REQUIRED WORK:
Put every line of the items below into a JSON list of strings, with one string per line and any blank lines left out.

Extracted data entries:
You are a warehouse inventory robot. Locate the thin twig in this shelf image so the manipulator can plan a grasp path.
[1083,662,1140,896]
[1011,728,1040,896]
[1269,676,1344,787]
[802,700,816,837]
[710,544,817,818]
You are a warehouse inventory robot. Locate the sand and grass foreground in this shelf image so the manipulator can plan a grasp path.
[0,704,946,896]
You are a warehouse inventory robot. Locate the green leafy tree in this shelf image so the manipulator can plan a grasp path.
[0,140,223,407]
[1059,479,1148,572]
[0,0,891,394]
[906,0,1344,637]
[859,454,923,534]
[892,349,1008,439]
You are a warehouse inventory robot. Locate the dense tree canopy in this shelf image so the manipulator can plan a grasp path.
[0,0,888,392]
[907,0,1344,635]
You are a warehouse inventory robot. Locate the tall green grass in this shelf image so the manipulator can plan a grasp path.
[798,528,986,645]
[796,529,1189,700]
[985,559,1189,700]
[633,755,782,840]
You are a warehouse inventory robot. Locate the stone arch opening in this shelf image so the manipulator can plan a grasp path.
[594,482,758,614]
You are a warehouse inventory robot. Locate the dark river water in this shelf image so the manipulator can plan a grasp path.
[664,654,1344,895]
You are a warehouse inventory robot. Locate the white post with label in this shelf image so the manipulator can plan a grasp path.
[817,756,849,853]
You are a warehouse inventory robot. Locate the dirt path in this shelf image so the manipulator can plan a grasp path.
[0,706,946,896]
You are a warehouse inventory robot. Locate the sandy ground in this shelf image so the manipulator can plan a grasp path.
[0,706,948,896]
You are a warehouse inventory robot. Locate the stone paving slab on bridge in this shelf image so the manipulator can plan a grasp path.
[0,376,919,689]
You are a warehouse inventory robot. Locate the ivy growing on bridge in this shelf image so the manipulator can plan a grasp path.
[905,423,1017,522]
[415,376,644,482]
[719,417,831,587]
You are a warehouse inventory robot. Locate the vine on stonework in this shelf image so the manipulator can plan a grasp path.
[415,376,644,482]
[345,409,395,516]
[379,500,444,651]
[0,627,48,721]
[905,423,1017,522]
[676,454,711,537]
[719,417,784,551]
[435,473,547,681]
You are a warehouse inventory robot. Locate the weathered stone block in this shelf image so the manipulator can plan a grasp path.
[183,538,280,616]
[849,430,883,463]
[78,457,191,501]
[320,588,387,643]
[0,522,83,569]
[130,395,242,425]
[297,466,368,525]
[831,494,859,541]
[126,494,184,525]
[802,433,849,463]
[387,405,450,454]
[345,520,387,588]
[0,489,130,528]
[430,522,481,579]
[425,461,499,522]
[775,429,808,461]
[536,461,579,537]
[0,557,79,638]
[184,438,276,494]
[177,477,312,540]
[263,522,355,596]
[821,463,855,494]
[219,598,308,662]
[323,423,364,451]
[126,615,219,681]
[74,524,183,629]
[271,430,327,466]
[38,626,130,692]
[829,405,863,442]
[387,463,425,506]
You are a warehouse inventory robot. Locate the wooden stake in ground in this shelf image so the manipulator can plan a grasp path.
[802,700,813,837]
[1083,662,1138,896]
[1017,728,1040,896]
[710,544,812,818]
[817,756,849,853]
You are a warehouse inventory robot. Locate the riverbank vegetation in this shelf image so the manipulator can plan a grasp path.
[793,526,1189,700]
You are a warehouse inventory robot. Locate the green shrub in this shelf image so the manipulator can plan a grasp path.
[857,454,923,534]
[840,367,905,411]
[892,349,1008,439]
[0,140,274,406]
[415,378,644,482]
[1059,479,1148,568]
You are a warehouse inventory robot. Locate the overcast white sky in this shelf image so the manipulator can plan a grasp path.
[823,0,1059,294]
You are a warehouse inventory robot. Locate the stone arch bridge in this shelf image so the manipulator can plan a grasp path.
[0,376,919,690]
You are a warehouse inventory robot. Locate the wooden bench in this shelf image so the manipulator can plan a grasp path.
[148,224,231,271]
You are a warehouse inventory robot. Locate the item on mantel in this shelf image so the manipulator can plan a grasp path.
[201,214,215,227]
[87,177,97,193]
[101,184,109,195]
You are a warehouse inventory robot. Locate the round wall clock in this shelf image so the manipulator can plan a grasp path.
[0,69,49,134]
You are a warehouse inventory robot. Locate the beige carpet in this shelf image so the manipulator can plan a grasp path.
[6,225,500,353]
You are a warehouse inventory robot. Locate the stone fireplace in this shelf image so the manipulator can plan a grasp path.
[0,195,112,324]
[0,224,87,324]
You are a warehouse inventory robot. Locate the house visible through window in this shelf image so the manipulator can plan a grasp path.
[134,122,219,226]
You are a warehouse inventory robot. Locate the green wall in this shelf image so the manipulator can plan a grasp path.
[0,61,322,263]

WRITTEN ANSWER:
[
  "You are a warehouse inventory robot. Locate the thin twig in this shelf image so the manipulator can plan a grasp path.",
  "[1083,662,1140,896]",
  "[1011,728,1040,896]",
  "[1269,676,1344,787]",
  "[802,700,816,837]",
  "[710,544,817,818]",
  "You are a warehouse inventory robot. Locate the sand and grass foreground in this shelf image so the manipulator can plan a grasp path.",
  "[0,704,946,896]",
  "You are a warehouse inventory robot. Locate the green leafy tree in this shelf image so the manipulator can plan a grasp path.",
  "[0,140,223,407]",
  "[1059,479,1148,572]",
  "[0,0,891,394]",
  "[906,0,1344,637]",
  "[859,454,923,534]",
  "[892,349,1008,439]",
  "You are a warehouse inventory robot. Locate the dense tree canopy in this shelf image so the manipulator can plan a grasp path.",
  "[0,0,888,392]",
  "[907,0,1344,635]",
  "You are a warehouse inventory robot. Locate the tall green grass in this shelf image so the manipulator can plan a grasp path.",
  "[798,528,986,645]",
  "[796,529,1189,700]",
  "[985,559,1189,700]",
  "[633,755,782,840]",
  "You are a warehouse inventory robot. Locate the stone arch opening in this shelf image so the manipulator can plan a grasp path.",
  "[594,482,758,614]",
  "You are a warehouse inventory robot. Locate the dark river water in this shelf image so the manipulator can plan a grasp path.",
  "[664,654,1344,895]",
  "You are a warehouse inventory robot. Locate the white post with label in this shelf image so the manipulator can plan a grasp path.",
  "[817,756,849,853]",
  "You are a warehouse inventory robot. Locate the dirt path in this shelf image so the manipulator can plan a grasp path.",
  "[0,706,946,896]",
  "You are a warehouse inventory robot. Locate the sandy ground in this shelf image so the manipulator can plan a grasp path.",
  "[0,706,948,896]",
  "You are a warehouse inventory robot. Locate the stone paving slab on bridge in this shelf image so the manipulator can plan a grasp path.",
  "[0,376,919,689]",
  "You are a warehouse inventory robot. Locate the ivy growing on bridge in this shelf image so the manipulator can plan a grasp path.",
  "[905,423,1017,522]",
  "[415,376,644,482]",
  "[719,417,831,587]",
  "You are a warehouse inventory robot. Locate the vine on stonework in this shelf image so the manipulator can plan a grasp path.",
  "[415,376,644,482]",
  "[345,409,395,516]",
  "[379,500,444,651]",
  "[0,627,48,721]",
  "[905,423,1017,522]",
  "[676,454,711,537]",
  "[719,417,784,551]",
  "[435,473,547,681]",
  "You are a warehouse inventory robot. Locate the weathered stone block in this shelf image so the manipulator can plan a grasp path.",
  "[183,538,280,616]",
  "[849,430,883,463]",
  "[78,457,191,501]",
  "[320,588,387,643]",
  "[0,522,83,569]",
  "[130,395,242,425]",
  "[297,466,368,525]",
  "[831,494,859,541]",
  "[126,494,184,525]",
  "[802,433,849,463]",
  "[387,405,450,454]",
  "[345,520,387,588]",
  "[0,489,130,528]",
  "[430,522,481,579]",
  "[425,461,499,522]",
  "[775,429,808,461]",
  "[536,461,579,537]",
  "[0,557,79,638]",
  "[184,438,276,494]",
  "[177,477,312,540]",
  "[263,522,355,596]",
  "[821,463,855,494]",
  "[219,598,308,662]",
  "[323,423,364,451]",
  "[126,615,219,681]",
  "[74,524,183,629]",
  "[271,430,327,466]",
  "[38,626,130,692]",
  "[829,405,863,442]",
  "[387,463,425,506]",
  "You are a warehouse inventory robot. Locate the wooden stake in ground in this shelf image so the manipulator can plan a grasp path.",
  "[802,700,813,837]",
  "[1083,662,1138,896]",
  "[1017,728,1040,896]",
  "[710,544,812,818]",
  "[817,756,849,853]",
  "You are a warehouse inventory robot. Locate the riverbank vegetation in this shelf image so the manipulator can plan a grasp path.",
  "[793,526,1189,700]",
  "You are a warehouse inventory robot. Locate the green shrub in this shelf image so the manipulator can plan a grasp path.",
  "[857,454,923,534]",
  "[840,367,905,411]",
  "[892,349,1008,439]",
  "[0,140,274,406]",
  "[415,378,644,482]",
  "[1059,479,1148,568]",
  "You are a warehouse inventory robot. Locate the overcast white sky in this shelf image so the manipulator can plan a grasp path.",
  "[823,0,1059,294]",
  "You are a warehouse inventory robot. Locate the stone arch bridge in this shelf image so the manipulator can plan a grasp path.",
  "[0,376,919,690]",
  "You are a warehouse inventory robot. Locate the wooden bench in this shelf image so the manipulator can plan a grasp path.",
  "[148,224,231,271]",
  "You are a warehouse inventory robot. Locate the item on mantel in this shelf image so the manipulator can plan a grasp path.",
  "[201,214,215,227]",
  "[87,177,97,193]",
  "[101,184,109,195]",
  "You are a warehouse inventory robot. Locate the round wall clock in this shelf image so the manipulator can plan a grasp path.",
  "[0,69,49,134]",
  "You are a warehouse inventory robot. Locate the beige carpet in this shelf image so the manipulator can plan a grasp path.",
  "[6,225,500,353]",
  "You are a warehouse inventory robot. Locate the stone fireplace in this shelf image so the manipulator can plan a grasp path.",
  "[0,195,112,324]",
  "[0,224,87,324]",
  "You are a warehouse inventory robot. Locate the house visible through window in this shelf image so the manipulator can plan a grasp path.",
  "[134,122,219,226]",
  "You are a warehouse inventory robot. Locate the green wall in this shelf image so the manipulator can plan a grasp path.",
  "[0,61,322,263]"
]